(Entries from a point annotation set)
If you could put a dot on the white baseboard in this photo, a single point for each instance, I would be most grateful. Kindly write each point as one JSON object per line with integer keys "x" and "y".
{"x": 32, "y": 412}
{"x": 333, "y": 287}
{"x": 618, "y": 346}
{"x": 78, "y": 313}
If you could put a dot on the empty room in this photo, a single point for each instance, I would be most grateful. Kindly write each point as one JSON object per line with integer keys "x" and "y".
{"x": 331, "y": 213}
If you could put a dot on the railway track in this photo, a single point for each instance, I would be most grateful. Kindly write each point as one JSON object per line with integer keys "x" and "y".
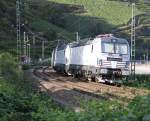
{"x": 69, "y": 90}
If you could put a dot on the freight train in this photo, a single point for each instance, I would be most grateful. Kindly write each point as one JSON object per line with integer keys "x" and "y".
{"x": 105, "y": 58}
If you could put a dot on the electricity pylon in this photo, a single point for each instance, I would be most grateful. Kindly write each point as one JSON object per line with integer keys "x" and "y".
{"x": 133, "y": 44}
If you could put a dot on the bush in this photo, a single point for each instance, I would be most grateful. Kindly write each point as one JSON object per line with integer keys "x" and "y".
{"x": 9, "y": 68}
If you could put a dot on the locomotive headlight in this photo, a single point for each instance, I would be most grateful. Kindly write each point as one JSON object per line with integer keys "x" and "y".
{"x": 125, "y": 72}
{"x": 104, "y": 71}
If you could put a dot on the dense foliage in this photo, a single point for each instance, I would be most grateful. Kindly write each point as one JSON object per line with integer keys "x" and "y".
{"x": 19, "y": 103}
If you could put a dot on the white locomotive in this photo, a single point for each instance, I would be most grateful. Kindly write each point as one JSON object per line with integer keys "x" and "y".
{"x": 104, "y": 58}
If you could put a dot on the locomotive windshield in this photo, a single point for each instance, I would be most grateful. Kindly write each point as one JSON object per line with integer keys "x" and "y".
{"x": 114, "y": 47}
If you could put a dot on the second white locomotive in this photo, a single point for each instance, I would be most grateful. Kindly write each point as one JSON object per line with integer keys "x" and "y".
{"x": 103, "y": 58}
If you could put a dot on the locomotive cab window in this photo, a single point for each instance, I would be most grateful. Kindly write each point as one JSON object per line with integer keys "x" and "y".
{"x": 115, "y": 47}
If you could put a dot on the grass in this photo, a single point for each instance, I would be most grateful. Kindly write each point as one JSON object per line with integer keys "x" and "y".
{"x": 18, "y": 102}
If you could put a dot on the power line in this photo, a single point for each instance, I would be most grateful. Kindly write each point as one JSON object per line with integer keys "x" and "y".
{"x": 18, "y": 22}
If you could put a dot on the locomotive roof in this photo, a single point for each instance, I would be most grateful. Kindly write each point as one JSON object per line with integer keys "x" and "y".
{"x": 88, "y": 41}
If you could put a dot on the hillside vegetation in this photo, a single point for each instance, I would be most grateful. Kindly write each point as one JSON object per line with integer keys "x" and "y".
{"x": 61, "y": 19}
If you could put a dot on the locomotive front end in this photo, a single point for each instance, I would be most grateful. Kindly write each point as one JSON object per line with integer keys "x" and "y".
{"x": 115, "y": 57}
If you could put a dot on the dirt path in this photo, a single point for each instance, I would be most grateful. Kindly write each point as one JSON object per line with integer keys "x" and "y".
{"x": 70, "y": 92}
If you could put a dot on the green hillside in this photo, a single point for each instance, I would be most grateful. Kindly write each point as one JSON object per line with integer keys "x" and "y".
{"x": 61, "y": 19}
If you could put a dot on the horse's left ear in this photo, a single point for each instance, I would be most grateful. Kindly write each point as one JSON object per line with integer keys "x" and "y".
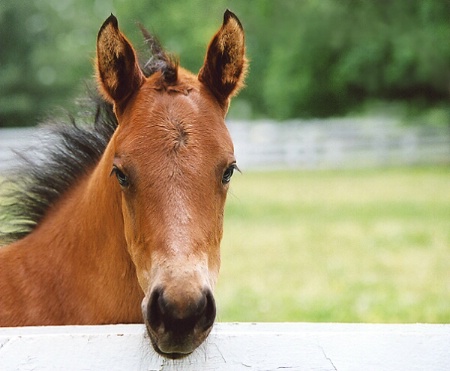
{"x": 225, "y": 65}
{"x": 118, "y": 71}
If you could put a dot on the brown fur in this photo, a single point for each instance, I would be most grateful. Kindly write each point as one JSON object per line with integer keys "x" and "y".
{"x": 152, "y": 235}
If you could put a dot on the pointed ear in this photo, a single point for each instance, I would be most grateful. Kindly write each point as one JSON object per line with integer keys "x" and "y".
{"x": 118, "y": 71}
{"x": 225, "y": 65}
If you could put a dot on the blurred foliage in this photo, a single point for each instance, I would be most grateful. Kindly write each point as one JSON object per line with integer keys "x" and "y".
{"x": 308, "y": 57}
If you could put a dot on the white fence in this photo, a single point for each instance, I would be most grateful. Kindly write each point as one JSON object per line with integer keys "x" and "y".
{"x": 233, "y": 346}
{"x": 333, "y": 143}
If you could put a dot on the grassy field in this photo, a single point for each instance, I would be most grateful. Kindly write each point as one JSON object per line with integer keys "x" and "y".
{"x": 348, "y": 246}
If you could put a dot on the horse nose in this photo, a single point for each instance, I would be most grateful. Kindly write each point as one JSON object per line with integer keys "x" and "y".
{"x": 181, "y": 318}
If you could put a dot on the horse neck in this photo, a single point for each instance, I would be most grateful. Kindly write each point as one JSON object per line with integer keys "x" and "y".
{"x": 81, "y": 239}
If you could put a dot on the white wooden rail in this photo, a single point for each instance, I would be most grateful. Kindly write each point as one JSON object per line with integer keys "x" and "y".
{"x": 233, "y": 346}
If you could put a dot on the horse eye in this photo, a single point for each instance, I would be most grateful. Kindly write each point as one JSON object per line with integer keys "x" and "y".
{"x": 228, "y": 174}
{"x": 121, "y": 177}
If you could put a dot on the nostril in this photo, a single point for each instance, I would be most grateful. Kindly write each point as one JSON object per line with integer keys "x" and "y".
{"x": 155, "y": 309}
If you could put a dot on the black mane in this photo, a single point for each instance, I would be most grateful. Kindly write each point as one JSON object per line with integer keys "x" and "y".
{"x": 72, "y": 149}
{"x": 69, "y": 151}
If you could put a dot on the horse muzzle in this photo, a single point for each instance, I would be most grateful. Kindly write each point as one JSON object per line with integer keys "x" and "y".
{"x": 178, "y": 326}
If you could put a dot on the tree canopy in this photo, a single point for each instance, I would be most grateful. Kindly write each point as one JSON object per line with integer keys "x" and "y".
{"x": 308, "y": 58}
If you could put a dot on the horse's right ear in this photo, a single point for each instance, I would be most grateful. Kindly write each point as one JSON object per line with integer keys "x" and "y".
{"x": 118, "y": 71}
{"x": 225, "y": 65}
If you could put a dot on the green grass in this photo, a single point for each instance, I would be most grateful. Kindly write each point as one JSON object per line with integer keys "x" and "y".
{"x": 347, "y": 246}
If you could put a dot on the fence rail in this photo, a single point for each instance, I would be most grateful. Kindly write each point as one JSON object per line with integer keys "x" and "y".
{"x": 323, "y": 144}
{"x": 233, "y": 346}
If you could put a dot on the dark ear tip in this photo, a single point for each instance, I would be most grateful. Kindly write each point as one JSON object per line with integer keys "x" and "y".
{"x": 230, "y": 15}
{"x": 111, "y": 20}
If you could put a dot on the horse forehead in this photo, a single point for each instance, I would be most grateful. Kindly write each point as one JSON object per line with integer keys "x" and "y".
{"x": 168, "y": 121}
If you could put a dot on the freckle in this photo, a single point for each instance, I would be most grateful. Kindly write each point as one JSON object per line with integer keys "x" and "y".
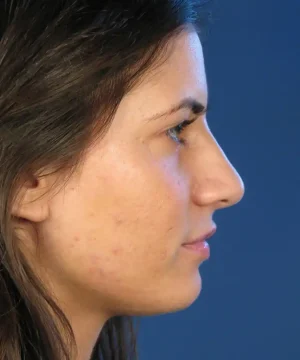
{"x": 94, "y": 259}
{"x": 116, "y": 251}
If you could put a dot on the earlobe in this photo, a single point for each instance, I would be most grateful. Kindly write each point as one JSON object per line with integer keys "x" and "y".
{"x": 31, "y": 203}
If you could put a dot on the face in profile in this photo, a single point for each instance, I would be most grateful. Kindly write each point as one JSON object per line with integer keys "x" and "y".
{"x": 111, "y": 241}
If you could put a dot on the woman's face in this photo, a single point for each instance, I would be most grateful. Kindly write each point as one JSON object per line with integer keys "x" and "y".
{"x": 111, "y": 240}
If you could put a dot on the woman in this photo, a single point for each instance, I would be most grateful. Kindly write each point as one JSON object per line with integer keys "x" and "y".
{"x": 101, "y": 184}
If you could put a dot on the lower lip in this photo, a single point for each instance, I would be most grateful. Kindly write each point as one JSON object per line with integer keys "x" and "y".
{"x": 199, "y": 247}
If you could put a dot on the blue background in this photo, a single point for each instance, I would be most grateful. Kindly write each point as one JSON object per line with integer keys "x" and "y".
{"x": 249, "y": 305}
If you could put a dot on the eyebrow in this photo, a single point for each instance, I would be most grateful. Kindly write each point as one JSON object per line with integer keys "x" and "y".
{"x": 190, "y": 103}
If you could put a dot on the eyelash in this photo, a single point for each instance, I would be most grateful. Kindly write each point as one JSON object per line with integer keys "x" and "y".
{"x": 179, "y": 130}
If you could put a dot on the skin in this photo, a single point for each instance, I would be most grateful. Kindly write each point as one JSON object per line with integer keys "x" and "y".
{"x": 110, "y": 242}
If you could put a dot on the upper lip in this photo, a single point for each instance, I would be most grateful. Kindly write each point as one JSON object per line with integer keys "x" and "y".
{"x": 204, "y": 237}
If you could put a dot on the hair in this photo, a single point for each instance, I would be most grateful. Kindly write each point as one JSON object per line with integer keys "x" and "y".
{"x": 65, "y": 65}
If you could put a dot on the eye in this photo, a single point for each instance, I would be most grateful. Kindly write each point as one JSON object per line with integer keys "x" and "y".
{"x": 175, "y": 131}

TASK DIRECTIONS =
Find the line that contains "If you could put a dot on the eyebrow". Repeat it and every line after it, exactly as written, up to and including the last line of the records above.

RESULT OF THE TASK =
If you could put a dot on the eyebrow in this photo, a single point for each instance, I would be most grateful. Kindly write each point as one JSON object per line with integer keys "x" and "y".
{"x": 190, "y": 103}
If you could put a dot on the eyelash in this photo, a single point for each instance, I would be most grateful. Kindly write each point as one JSON object per line with integer keys "x" and "y".
{"x": 179, "y": 130}
If you could put a dot on the skin in this photo, a single point for each instance, I would be most grateful. Kindly write each point as one JSON object per line with integer keys "x" and "y".
{"x": 110, "y": 242}
If you could put a dot on the upper lip in this photo, a single point for each instance, I would be most grateful. Kindly write each point as one JSON object per line with integer keys "x" and "y".
{"x": 204, "y": 237}
If you could put a dot on the hair in this photo, a single point for each instance, I would be most grateful. Kindly write each point as one JSON object per line with integer keys "x" and "y".
{"x": 65, "y": 65}
If you could put a dot on the eye in this photo, a single point for each instance, I would be most grateful. Kindly write each point as one JSON object per line with integer keys "x" and "y".
{"x": 175, "y": 131}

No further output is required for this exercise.